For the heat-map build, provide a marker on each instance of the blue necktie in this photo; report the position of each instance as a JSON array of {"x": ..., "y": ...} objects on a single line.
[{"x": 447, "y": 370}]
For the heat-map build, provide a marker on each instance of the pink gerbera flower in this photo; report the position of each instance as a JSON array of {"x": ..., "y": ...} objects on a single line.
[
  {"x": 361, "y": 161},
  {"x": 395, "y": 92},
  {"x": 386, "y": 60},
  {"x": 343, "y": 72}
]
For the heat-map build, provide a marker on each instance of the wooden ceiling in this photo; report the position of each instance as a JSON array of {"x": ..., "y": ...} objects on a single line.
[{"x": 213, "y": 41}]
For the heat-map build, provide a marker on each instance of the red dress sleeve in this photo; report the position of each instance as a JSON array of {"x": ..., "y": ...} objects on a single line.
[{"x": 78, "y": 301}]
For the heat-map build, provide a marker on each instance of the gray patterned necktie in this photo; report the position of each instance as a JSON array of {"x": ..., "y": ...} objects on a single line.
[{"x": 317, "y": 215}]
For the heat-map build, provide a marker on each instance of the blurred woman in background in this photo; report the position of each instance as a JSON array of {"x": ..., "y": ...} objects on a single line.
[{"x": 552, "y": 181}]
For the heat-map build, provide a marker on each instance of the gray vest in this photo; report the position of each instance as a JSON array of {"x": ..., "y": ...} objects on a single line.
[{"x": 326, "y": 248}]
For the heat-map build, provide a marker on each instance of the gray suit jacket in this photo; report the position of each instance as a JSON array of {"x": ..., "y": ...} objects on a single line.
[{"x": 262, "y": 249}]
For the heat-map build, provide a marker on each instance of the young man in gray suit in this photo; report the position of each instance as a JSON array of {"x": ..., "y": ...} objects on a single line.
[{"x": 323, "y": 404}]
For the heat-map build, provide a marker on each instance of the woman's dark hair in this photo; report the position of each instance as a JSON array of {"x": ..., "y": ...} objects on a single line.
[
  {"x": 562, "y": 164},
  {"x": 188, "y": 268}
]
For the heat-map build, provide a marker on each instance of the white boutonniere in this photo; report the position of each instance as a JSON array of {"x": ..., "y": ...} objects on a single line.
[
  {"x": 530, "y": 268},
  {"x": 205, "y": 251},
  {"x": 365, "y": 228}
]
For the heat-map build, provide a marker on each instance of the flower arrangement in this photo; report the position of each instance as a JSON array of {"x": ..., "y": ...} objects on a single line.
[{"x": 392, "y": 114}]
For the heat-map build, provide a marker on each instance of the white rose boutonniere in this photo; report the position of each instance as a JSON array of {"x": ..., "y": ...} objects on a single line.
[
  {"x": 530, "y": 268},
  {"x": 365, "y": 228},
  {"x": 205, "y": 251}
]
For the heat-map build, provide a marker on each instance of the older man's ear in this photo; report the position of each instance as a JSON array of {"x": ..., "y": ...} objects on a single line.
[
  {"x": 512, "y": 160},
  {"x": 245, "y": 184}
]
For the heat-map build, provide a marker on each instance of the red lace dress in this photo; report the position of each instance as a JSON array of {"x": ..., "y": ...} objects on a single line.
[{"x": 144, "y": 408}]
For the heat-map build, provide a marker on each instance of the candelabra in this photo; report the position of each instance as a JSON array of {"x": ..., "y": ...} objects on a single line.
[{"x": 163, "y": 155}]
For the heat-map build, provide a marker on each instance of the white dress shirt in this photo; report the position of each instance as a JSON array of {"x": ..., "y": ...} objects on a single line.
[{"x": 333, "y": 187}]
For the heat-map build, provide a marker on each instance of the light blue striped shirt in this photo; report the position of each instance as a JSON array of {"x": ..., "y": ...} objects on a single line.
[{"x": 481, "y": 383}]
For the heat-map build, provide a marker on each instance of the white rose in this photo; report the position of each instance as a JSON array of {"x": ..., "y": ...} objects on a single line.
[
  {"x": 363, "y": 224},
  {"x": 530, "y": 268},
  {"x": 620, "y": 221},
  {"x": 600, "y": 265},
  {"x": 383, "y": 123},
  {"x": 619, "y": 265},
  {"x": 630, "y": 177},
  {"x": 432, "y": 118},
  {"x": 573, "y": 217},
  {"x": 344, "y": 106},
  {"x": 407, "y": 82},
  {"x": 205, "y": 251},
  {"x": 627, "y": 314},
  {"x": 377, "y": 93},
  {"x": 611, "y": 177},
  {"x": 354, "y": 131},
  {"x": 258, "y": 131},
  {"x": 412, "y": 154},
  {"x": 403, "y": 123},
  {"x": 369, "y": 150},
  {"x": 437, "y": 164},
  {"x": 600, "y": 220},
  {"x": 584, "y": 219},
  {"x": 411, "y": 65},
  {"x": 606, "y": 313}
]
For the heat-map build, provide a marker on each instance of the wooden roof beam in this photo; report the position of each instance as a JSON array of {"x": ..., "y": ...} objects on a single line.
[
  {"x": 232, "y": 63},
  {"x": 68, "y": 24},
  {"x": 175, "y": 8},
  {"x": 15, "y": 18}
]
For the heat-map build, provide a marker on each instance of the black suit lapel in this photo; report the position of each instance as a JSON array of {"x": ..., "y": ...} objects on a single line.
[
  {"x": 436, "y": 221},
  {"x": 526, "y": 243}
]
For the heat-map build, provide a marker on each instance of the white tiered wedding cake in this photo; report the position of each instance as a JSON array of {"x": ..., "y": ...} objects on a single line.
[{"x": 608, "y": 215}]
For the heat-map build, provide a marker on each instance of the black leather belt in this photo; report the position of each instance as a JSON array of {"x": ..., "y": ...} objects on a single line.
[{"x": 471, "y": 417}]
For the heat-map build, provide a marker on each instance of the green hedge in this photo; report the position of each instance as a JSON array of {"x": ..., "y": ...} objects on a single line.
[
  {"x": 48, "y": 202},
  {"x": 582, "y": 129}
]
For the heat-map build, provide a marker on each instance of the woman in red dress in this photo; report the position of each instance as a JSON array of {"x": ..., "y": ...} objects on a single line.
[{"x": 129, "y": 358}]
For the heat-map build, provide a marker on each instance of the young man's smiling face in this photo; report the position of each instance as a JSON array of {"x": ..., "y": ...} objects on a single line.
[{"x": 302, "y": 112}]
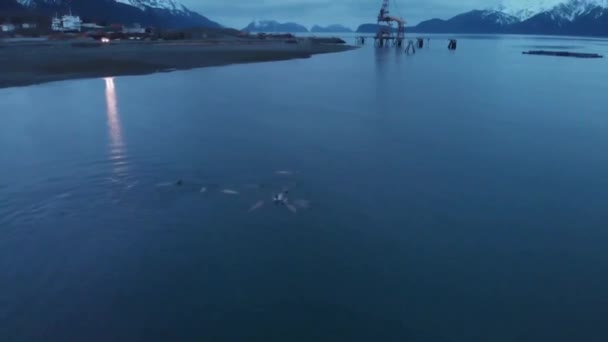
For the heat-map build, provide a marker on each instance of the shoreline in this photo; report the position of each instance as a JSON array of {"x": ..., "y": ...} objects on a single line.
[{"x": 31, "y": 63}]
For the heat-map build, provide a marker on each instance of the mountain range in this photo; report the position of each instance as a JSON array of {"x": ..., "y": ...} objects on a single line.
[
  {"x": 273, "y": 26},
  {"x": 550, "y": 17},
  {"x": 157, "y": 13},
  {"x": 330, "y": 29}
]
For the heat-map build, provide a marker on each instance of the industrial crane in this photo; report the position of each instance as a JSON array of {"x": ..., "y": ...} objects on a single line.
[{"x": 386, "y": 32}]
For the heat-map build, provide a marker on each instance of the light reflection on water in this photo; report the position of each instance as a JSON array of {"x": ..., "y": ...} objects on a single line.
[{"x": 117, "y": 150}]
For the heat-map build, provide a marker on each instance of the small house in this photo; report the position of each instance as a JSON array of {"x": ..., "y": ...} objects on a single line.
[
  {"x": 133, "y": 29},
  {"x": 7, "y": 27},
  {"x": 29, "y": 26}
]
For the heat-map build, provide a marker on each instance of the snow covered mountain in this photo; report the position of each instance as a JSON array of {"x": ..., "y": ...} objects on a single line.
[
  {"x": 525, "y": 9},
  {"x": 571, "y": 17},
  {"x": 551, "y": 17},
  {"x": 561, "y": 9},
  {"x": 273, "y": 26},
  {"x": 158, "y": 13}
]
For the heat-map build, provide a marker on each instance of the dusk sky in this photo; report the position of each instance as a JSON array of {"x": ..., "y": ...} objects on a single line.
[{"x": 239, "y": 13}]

==

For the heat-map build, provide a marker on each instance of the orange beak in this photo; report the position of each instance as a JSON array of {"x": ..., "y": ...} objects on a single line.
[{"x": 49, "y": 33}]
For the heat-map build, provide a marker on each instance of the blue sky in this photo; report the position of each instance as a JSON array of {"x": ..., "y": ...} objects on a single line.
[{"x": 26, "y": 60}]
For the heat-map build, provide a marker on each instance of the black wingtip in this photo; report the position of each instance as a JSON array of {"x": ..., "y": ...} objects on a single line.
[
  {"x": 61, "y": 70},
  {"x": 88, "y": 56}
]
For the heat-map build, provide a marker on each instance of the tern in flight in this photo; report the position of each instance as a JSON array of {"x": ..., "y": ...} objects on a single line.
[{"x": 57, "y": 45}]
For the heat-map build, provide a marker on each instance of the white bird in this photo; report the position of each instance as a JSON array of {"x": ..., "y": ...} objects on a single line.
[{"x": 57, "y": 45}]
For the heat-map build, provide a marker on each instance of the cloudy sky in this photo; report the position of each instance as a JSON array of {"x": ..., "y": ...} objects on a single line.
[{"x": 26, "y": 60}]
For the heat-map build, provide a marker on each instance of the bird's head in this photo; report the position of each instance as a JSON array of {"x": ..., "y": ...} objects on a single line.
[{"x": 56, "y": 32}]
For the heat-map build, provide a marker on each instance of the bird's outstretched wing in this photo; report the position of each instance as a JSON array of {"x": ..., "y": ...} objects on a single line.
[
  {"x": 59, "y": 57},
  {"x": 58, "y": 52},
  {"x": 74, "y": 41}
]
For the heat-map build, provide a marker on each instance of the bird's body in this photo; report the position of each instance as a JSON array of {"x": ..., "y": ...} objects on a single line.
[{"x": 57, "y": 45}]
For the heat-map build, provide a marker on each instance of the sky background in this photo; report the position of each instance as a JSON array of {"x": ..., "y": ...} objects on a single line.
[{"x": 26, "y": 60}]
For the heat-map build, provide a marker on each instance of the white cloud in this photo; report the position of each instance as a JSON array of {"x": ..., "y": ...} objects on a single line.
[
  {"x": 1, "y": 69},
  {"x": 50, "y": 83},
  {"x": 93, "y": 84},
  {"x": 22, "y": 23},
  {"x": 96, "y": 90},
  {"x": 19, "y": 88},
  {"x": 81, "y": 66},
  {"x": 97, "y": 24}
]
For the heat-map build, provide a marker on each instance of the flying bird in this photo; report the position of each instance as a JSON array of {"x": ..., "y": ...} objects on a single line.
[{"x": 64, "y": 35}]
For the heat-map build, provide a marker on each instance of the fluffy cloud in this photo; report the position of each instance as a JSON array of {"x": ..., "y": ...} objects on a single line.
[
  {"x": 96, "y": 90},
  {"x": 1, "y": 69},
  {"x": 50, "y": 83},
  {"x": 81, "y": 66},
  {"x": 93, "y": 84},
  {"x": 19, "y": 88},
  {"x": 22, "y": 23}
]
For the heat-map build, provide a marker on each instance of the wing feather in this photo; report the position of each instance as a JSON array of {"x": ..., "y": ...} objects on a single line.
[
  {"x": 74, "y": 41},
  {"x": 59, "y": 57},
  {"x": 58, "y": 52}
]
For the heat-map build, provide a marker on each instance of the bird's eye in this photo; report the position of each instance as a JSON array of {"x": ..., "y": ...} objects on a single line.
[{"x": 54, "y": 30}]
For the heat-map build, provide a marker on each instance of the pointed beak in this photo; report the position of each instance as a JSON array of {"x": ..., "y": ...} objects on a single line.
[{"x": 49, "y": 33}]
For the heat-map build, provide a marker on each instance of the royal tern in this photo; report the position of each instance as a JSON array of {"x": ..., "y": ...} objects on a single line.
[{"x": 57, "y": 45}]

==

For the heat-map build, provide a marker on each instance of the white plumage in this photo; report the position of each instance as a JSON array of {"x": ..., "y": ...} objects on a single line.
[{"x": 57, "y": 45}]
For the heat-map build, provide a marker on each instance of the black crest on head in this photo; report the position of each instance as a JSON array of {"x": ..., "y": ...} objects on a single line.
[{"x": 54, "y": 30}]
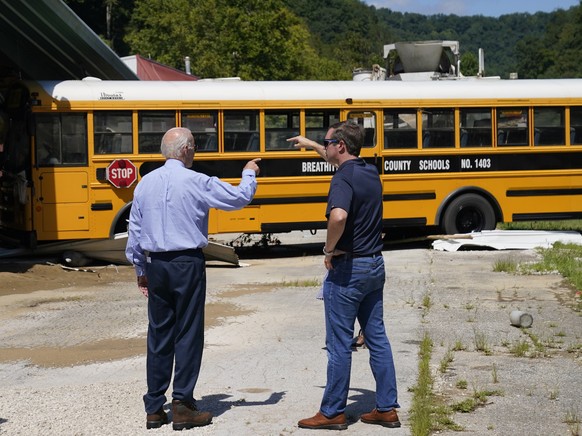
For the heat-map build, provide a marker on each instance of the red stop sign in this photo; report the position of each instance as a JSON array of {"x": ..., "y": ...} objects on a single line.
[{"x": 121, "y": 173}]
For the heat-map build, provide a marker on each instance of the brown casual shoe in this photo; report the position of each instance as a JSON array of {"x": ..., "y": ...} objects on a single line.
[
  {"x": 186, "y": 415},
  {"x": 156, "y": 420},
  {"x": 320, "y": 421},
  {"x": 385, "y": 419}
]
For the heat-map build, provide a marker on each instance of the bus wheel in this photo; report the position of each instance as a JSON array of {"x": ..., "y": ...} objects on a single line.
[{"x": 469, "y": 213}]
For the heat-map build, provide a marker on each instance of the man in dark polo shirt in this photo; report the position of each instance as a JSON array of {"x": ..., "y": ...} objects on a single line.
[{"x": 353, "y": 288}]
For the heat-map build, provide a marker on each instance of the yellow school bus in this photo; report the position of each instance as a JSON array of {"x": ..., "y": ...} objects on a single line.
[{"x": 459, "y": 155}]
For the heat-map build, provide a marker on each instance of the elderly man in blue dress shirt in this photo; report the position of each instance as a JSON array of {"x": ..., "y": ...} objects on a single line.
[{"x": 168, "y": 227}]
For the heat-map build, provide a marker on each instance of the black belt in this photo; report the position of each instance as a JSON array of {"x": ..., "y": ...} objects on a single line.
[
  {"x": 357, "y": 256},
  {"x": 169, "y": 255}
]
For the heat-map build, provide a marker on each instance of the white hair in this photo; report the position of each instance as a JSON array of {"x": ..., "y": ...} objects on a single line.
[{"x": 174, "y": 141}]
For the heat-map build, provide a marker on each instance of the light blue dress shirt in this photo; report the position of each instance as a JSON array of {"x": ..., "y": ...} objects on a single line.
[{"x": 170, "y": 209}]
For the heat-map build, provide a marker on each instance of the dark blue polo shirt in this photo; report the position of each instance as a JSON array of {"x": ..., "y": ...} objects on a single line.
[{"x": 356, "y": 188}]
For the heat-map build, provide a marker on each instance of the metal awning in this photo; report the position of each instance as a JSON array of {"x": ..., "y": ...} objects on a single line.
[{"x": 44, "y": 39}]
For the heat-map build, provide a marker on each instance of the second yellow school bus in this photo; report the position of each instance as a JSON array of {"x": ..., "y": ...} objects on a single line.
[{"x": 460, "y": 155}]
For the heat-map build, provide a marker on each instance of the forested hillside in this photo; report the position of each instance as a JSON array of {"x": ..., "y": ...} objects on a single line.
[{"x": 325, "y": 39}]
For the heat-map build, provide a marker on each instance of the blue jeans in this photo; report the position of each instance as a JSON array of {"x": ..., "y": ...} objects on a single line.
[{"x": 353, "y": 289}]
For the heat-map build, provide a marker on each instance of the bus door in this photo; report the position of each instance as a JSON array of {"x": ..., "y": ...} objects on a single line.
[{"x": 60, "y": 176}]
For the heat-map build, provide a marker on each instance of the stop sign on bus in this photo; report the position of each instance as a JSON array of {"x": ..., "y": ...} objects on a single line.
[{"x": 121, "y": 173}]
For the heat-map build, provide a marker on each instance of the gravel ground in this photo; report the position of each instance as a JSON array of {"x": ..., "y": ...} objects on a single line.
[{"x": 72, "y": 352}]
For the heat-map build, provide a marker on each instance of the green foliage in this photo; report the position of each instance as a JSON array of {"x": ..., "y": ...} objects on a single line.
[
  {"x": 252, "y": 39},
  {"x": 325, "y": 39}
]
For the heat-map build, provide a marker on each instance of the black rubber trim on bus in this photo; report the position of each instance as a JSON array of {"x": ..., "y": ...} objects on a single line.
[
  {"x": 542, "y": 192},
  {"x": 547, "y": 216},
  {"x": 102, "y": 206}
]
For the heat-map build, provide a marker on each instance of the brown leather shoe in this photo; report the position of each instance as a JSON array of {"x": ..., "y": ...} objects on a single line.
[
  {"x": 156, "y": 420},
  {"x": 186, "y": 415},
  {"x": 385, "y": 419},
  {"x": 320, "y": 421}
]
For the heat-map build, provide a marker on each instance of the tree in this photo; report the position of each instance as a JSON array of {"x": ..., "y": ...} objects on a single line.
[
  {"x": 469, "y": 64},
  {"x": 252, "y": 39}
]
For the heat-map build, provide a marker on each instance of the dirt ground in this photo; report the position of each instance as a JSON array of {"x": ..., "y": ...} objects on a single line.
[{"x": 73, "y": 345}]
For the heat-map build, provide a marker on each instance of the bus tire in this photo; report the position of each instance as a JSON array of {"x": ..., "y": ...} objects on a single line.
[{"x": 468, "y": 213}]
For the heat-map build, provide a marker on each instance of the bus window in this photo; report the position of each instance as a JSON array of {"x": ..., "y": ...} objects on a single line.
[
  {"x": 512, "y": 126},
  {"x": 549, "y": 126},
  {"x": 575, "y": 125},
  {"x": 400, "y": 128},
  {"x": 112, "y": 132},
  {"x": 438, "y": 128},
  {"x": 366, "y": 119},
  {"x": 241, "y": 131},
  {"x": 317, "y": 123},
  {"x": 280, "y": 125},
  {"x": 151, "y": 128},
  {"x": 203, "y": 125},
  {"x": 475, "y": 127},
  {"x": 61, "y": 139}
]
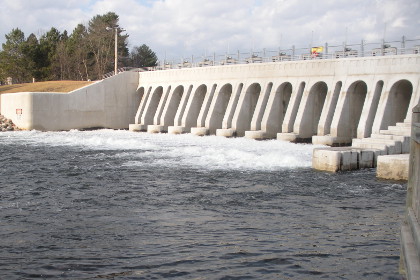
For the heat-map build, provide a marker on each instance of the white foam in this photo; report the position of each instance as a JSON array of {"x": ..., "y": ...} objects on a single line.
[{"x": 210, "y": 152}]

(SET TASK) Locate every line above that contains the string "industrial" and copy each such line in full. Matching is case-sensitive.

(OUTPUT FOR THIS TASK)
For the heat-map build, provide a marker on each instance of the industrial crane in this photo; report the position of each instance as a JSON array of {"x": ..., "y": ...} objects on a single line.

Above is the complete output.